§ TASKS AND EXERCISES
**a.** Answer these questions about the gaming bio:
(i) What did Santa bring the family for Christmas?
(ii) Which system does the writer say they still play from time to time?
(iii) Which programming language is the writer currently learning?
**b.** Can you reproduce the gaming bio word for word, starting at "In my spare" and ending at "willing to overcome."?

§ PROVIDED PASSAGE
I began my lifelong love of gaming at an early age with my parent's Atari 2600.  Living in the small town that I did arcades were pretty much non-existent so I had to settle for the less than stellar ports on the Atari 2600, but for a young kid my age it was the perfect past time, giving me something to do before Boy Scout meetings, after school, whenever I had the time and my parents weren't watching anything on TV.  I recall seeing Super Mario Bros. played on the NES at that young age and it was something I really wanted.  Come Christmas of 1988 (if I recall) Santa brought the family an NES with Super Mario Bros./Duck Hunt and I've been hooked ever since.

Over 25 years from the first time I picked up an Atari joystick and I'm more hooked on gaming than I ever have been.  If you name a system, classics to moderns, there's a good chance I've not only played it, but own it.  My collection of systems spans multiple decades, from the Odyssey 2, Atari 2600, and Colecovision, to the NES, Sega Genesis, and Panasonic 3DO, to more modern systems such as the Xbox and Wii, and multiple systems in between as well as multiple handhelds.  As much as I consider myself a gamer I'm also a game collector.  I love collecting the older systems not only to collect but to play (I even own and still play a Virtual Boy from time to time).  I hope to bring those multiple decades of gaming experience to my time here at Gaming Nexus in some fashion.

In my spare time I like to write computer programs using VB.NET (currently learning C# as well) as well as create review videos and other gaming projects over on YouTube.  I know it does seem like I have a lot on my plate now with the addition of Gaming Nexus to my gaming portfolio, but that's one more challenge I'm willing to overcome.

§ PROVIDED MATERIAL
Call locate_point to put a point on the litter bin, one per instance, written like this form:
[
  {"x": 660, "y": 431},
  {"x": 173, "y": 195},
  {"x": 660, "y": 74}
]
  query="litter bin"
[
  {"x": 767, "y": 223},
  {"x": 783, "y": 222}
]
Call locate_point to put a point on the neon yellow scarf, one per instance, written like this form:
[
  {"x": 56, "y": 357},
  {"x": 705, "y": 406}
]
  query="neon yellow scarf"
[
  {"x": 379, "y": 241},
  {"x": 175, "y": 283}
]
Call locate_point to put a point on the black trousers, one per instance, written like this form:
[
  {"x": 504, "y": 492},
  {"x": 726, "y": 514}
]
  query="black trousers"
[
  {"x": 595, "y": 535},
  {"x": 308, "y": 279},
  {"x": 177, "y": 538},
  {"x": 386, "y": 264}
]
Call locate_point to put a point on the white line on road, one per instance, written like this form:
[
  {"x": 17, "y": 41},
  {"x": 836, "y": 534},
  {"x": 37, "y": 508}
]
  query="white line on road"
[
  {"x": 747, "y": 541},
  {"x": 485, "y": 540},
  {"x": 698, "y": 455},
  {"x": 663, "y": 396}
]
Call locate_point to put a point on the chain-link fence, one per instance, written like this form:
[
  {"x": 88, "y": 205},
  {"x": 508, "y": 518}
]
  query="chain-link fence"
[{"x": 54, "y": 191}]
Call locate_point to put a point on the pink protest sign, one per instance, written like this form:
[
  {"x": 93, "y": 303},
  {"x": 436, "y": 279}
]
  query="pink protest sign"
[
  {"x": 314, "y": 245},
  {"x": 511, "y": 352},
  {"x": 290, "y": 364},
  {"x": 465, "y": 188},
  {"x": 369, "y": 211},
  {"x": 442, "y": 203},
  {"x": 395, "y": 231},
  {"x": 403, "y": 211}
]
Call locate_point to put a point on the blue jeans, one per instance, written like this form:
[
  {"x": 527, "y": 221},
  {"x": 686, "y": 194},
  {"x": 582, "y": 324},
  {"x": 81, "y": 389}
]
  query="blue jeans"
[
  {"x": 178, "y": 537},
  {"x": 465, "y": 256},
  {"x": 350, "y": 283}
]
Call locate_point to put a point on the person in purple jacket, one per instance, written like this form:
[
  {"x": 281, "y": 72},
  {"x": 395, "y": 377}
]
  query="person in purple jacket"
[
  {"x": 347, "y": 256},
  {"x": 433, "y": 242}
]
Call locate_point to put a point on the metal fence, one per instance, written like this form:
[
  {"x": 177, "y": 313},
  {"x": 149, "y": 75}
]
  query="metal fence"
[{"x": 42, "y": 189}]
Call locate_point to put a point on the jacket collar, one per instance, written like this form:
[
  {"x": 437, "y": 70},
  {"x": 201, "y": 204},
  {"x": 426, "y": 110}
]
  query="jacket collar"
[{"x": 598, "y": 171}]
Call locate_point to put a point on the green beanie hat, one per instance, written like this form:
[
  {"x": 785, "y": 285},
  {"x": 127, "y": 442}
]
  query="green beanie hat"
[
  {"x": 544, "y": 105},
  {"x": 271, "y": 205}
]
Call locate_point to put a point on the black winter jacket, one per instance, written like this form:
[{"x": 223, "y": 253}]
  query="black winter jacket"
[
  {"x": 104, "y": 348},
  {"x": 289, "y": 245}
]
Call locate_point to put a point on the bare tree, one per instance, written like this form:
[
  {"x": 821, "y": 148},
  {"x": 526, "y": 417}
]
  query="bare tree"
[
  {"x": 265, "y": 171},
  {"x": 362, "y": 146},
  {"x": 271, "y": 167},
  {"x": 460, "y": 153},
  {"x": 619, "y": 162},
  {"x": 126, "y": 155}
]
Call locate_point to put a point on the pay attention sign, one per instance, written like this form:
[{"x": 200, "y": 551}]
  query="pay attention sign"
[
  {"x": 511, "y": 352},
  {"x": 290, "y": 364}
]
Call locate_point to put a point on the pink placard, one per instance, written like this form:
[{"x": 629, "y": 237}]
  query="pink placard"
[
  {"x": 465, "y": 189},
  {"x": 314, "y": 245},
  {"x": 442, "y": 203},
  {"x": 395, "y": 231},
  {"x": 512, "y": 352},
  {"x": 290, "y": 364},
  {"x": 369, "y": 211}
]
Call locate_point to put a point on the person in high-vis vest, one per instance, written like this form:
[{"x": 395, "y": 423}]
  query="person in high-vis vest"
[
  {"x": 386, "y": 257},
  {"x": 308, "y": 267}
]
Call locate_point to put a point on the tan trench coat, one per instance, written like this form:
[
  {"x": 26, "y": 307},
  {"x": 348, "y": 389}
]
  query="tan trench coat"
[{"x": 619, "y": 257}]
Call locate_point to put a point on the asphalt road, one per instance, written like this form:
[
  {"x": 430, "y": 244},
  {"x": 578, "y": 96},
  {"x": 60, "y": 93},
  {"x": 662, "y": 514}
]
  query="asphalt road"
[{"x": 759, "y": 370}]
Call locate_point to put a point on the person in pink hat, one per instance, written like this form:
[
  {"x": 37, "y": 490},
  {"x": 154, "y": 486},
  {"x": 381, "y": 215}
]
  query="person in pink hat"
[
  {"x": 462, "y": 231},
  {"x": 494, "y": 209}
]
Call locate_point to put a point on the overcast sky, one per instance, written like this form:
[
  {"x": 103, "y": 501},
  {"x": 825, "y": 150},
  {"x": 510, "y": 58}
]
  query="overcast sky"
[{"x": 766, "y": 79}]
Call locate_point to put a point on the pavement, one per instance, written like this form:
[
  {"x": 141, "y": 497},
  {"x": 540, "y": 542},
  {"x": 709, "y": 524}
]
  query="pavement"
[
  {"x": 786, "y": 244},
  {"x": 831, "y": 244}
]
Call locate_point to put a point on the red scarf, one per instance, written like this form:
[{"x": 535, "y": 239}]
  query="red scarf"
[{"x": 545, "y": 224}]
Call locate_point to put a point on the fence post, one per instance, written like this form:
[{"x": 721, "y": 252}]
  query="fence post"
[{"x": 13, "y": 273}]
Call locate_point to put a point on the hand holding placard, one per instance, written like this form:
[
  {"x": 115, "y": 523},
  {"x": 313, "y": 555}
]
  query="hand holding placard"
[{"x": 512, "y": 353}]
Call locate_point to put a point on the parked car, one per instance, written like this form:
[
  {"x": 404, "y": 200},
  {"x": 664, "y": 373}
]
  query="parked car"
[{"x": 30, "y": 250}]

§ RESULTS BY TASK
**a.**
(i) An NES with Super Mario Bros./Duck Hunt
(ii) A Virtual Boy
(iii) C#

**b.**
In my spare time I like to write computer programs using VB.NET (currently learning C# as well) as well as create review videos and other gaming projects over on YouTube.  I know it does seem like I have a lot on my plate now with the addition of Gaming Nexus to my gaming portfolio, but that's one more challenge I'm willing to overcome.